Set down every record below exactly as it stands, with the pictures omitted.

══ Information shown ══

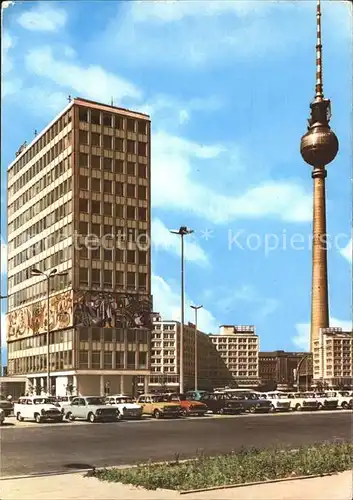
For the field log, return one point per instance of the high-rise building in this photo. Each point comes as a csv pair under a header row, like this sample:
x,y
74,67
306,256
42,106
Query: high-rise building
x,y
79,204
333,357
319,147
238,346
165,361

═══

## Answer space
For the field log, return one point per instance of the high-rise building in this photo. Each point comes as a csv pair under a header row, like this sample:
x,y
74,67
306,256
42,106
Query: high-rise building
x,y
79,204
333,357
319,147
238,346
165,361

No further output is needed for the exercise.